### TASK SET
A. Decide whether each statement agrees with the Swedish Academy article, answering yes or no and quoting the deciding words from the text: (i) Sara Stridsberg is a novelist. (ii) The academy sent out its press announcement about her on Friday. (iii) Anders Olsson is the Academy's temporary permanent secretary.
B. Retype the Swedish Academy article word for word, everything from "Sara Stridsberg, a" down to "the Acacemy said.".
C. Using the Swedish Academy article, answer these:
(i) Who is credited for the photo?
(ii) How many sentences long was the academy's press announcement?
(iii) Which newswire did Anders Olsson speak to?

### PROVIDED PASSAGE
-----
Sixth member quits Swedish Academy over sex scandal

Sixth member quits Swedish Academy over sex scandal
The novelist Sara Stridsberg (L) accompanies Sara Danius from her last meeting as Permanent Secretary. Photo: Tomas Oneborg/SvD/TT
A sixth member of the Swedish Academy has announced she is stepping down over the institution’s handling of sexual harassment allegations against a member’s husband.
Sara Stridsberg, a novelist, on Friday asked for permission to stand down from her duties, the academy announced in a one-sentence press announcement sent out on Saturday. 
“The Swedish Academy would like to communicate that Saraa Stridsberg on April 27 has requested to leave her post as a member,” the Acacemy said. 
Anders Olsson, the Academy’s temporary permanent secretary, told Sweden’s TT newswire he regretted her decision. 
“We truly regret Sara Stridsberg’s decision to leave the academy. We are currently engaged in a process of recovery for which her abilities would have been valuable.”
-----
### DATA LISTING
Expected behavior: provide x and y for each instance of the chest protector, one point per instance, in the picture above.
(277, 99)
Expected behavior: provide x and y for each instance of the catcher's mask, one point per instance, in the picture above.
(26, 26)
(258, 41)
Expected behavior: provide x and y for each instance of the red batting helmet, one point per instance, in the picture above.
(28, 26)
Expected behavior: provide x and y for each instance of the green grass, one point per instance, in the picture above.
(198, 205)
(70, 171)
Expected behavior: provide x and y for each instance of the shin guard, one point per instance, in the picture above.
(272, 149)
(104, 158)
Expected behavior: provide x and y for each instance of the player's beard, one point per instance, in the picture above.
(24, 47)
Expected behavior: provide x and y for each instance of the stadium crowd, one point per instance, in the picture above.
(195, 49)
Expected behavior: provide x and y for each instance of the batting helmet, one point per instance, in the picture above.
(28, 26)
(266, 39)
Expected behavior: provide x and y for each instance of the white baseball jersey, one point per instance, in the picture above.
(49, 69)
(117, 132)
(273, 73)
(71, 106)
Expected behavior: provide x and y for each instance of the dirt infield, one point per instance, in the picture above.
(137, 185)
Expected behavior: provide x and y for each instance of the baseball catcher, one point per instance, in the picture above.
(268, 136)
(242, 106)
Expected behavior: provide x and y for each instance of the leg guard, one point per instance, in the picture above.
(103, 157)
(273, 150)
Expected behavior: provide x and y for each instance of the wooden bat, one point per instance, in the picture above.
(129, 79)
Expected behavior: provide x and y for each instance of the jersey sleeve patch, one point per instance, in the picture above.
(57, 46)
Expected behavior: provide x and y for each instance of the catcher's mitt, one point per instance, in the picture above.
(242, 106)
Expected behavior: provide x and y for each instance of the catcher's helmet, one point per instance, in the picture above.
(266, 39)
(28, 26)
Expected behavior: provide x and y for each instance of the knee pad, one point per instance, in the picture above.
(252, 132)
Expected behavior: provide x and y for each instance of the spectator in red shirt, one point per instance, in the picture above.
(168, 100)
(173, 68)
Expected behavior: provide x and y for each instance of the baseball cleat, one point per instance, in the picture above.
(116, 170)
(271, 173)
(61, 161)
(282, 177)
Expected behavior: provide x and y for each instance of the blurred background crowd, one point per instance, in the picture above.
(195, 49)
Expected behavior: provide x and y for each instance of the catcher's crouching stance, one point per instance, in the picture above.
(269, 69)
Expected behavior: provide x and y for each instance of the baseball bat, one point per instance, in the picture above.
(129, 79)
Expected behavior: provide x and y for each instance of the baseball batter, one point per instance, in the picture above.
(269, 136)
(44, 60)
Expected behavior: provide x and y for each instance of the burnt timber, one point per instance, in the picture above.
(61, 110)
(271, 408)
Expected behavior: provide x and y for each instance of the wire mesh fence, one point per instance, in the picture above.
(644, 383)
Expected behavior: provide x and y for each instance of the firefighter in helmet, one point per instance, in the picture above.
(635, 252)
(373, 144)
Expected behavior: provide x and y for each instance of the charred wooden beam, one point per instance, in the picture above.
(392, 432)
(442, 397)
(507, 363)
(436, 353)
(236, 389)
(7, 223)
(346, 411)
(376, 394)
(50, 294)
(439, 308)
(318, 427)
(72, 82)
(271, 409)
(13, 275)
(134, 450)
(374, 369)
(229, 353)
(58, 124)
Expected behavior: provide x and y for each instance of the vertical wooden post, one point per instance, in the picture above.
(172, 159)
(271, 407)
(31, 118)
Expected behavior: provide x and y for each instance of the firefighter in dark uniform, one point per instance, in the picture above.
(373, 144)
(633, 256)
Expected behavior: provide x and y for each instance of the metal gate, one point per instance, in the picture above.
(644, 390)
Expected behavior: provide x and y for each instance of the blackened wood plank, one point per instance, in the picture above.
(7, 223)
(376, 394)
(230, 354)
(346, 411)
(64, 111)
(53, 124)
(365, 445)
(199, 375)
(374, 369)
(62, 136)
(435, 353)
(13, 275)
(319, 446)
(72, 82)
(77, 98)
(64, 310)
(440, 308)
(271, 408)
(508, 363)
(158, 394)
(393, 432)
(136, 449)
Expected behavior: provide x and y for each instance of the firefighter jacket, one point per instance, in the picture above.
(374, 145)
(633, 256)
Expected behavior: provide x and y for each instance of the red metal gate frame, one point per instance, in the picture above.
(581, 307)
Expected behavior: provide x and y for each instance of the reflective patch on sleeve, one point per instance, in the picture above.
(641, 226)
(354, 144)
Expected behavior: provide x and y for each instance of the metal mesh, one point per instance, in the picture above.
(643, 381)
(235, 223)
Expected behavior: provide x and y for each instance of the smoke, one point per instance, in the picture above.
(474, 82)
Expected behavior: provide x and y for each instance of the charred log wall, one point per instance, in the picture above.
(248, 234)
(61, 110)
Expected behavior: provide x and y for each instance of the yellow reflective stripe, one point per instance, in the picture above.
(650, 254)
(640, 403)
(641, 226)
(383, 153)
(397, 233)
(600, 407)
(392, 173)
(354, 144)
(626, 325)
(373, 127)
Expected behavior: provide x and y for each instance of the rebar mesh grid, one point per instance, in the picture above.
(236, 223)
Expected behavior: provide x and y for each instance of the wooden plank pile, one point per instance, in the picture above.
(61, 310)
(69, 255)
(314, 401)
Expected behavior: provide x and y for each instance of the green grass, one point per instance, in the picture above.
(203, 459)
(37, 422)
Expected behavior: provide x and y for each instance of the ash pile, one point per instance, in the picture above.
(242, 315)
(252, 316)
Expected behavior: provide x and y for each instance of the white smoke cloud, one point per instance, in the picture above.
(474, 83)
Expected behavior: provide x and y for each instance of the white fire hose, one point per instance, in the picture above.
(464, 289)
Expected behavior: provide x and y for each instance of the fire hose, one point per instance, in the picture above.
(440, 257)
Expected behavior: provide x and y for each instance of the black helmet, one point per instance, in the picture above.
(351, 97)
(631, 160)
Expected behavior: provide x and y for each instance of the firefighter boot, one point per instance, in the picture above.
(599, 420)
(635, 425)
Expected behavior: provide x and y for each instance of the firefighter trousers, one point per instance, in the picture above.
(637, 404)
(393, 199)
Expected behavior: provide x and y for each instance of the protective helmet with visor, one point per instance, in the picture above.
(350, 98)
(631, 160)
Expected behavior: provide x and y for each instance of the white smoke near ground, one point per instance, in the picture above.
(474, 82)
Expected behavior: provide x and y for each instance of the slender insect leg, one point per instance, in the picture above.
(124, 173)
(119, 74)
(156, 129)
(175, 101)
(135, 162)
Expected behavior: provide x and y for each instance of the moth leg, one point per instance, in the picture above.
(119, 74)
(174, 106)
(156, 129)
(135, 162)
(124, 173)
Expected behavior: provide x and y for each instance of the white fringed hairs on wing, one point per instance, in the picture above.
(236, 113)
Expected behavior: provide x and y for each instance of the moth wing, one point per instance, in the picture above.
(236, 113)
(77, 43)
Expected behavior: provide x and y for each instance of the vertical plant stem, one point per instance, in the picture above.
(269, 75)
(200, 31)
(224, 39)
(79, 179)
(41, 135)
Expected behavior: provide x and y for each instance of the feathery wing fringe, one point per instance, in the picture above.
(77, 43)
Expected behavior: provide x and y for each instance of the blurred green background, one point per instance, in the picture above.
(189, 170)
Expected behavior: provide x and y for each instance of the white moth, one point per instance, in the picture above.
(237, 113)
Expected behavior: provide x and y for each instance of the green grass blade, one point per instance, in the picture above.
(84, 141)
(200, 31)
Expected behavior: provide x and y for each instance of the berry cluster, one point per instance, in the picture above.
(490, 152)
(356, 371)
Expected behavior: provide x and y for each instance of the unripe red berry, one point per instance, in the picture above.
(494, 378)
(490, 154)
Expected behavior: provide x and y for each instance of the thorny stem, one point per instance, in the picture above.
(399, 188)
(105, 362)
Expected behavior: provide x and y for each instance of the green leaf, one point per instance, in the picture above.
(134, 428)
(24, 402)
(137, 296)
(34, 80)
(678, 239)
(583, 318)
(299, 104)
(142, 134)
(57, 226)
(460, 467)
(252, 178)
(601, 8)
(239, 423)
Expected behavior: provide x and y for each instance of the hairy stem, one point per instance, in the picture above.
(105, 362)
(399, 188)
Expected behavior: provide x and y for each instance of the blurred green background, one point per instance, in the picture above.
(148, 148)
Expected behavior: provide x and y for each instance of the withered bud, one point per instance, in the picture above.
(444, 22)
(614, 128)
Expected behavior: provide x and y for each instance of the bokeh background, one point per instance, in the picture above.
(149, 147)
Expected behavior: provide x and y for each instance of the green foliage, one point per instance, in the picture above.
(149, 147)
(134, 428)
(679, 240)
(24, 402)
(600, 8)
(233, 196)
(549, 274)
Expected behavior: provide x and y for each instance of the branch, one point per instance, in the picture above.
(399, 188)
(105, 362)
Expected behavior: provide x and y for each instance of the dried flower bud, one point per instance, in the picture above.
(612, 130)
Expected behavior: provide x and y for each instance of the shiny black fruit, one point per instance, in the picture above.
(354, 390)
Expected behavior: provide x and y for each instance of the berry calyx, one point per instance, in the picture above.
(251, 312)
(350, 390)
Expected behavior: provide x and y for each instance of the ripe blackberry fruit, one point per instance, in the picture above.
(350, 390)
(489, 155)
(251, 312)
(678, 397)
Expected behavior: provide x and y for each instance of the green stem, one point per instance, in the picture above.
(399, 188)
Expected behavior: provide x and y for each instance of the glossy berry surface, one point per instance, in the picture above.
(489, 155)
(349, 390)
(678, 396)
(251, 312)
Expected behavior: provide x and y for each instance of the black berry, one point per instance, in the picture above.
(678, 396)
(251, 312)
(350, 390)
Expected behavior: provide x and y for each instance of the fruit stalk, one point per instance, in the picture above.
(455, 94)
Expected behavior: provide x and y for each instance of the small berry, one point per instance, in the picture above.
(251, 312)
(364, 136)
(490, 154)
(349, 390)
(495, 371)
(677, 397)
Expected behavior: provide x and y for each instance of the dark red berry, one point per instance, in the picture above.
-----
### ANSWERS PER TASK
A.
(i) Yes: "Sara Stridsberg, a novelist"
(ii) No: "sent out on Saturday"
(iii) Yes: "Anders Olsson, the Academy’s temporary permanent secretary"

B.
Sara Stridsberg, a novelist, on Friday asked for permission to stand down from her duties, the academy announced in a one-sentence press announcement sent out on Saturday. 
“The Swedish Academy would like to communicate that Saraa Stridsberg on April 27 has requested to leave her post as a member,” the Acacemy said.

C.
(i) Tomas Oneborg/SvD/TT
(ii) One
(iii) TT